DATA IN THIS EXERCISE Start Marker

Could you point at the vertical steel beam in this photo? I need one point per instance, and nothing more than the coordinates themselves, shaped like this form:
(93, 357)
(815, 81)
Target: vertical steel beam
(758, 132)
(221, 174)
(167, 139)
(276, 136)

DATA IN THIS EXERCISE End Marker

### WORK REQUIRED
The full set of records must be output again exactly.

### SOLVED EXERCISE
Could you point at the vertical steel beam in this photo? I need one point per instance, and nothing more than the coordinates themselves, shaped like this form:
(93, 357)
(815, 81)
Target: vertical steel beam
(758, 132)
(221, 174)
(167, 139)
(276, 136)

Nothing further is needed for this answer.